> _GOAL OF THE EXERCISE_: From the entries below, list each line with "handle".

BEGIN SUPPLIED MATERIAL

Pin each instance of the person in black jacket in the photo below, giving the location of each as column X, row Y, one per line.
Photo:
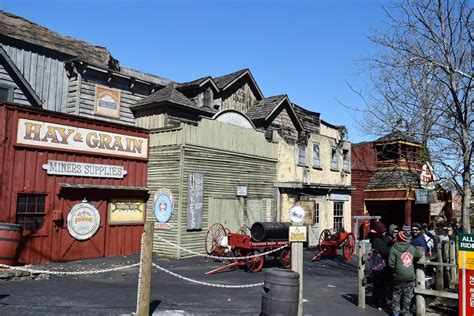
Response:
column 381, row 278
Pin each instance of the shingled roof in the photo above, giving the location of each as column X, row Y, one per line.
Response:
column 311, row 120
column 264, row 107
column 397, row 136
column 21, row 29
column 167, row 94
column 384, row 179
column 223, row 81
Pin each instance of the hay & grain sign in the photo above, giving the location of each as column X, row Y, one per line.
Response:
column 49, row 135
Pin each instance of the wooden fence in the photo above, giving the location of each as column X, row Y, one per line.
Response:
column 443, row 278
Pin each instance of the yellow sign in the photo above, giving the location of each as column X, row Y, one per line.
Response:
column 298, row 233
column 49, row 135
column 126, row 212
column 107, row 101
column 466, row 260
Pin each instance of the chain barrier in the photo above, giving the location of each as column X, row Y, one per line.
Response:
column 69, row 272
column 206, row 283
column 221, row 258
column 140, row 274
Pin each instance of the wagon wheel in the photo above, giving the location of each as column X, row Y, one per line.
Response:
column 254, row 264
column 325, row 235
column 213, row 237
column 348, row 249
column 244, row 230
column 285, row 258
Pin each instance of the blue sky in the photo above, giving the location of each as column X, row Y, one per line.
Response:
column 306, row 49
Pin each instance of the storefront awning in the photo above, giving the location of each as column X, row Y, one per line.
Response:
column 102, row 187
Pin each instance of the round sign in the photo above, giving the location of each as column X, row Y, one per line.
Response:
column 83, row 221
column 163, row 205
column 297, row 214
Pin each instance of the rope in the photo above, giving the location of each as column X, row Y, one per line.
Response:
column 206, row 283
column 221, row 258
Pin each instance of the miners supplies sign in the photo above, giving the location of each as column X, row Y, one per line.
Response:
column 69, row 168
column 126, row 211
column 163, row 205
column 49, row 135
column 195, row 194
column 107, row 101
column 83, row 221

END SUPPLIED MATERIAL
BEGIN SUPPLIED MATERIAL

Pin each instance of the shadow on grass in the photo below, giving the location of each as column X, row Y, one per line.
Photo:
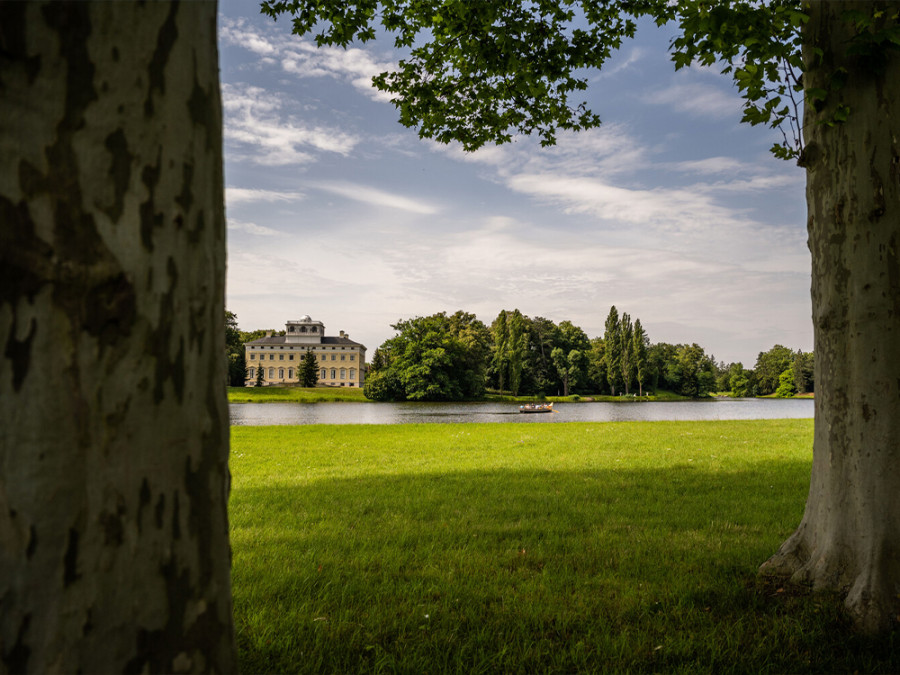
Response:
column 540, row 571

END SUPPLIED MATERIAL
BEGIN SUPPLIED MATERIAL

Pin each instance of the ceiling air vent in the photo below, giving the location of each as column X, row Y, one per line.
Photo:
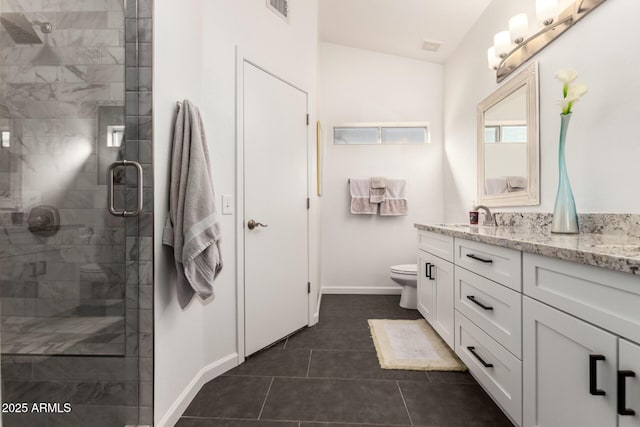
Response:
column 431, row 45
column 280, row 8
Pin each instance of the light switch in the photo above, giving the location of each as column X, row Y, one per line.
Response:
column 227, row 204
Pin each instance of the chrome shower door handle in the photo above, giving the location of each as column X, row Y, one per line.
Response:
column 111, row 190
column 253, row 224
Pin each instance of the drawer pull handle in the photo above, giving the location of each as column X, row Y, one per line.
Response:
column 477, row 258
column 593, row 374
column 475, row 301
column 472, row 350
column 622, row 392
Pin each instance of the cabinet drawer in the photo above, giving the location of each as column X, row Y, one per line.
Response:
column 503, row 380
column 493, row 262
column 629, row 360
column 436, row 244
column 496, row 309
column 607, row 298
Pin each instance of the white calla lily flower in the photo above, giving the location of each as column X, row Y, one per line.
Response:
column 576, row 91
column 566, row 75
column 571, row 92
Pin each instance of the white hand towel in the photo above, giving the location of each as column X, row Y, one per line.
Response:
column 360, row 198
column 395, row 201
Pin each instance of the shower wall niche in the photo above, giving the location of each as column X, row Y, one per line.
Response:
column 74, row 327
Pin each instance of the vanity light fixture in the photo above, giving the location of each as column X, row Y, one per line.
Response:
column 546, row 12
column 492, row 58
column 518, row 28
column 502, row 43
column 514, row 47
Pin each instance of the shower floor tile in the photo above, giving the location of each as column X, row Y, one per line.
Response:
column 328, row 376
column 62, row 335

END SUPPLIED MATERIAL

> _SOLUTION_:
Pin each instance of the chrome shower door handle in the photo above, giving the location of each as column X, row Y, one per line.
Pin each instance of the drawer pull handle in the photo above, giving the location of each as column X, row Y, one per line.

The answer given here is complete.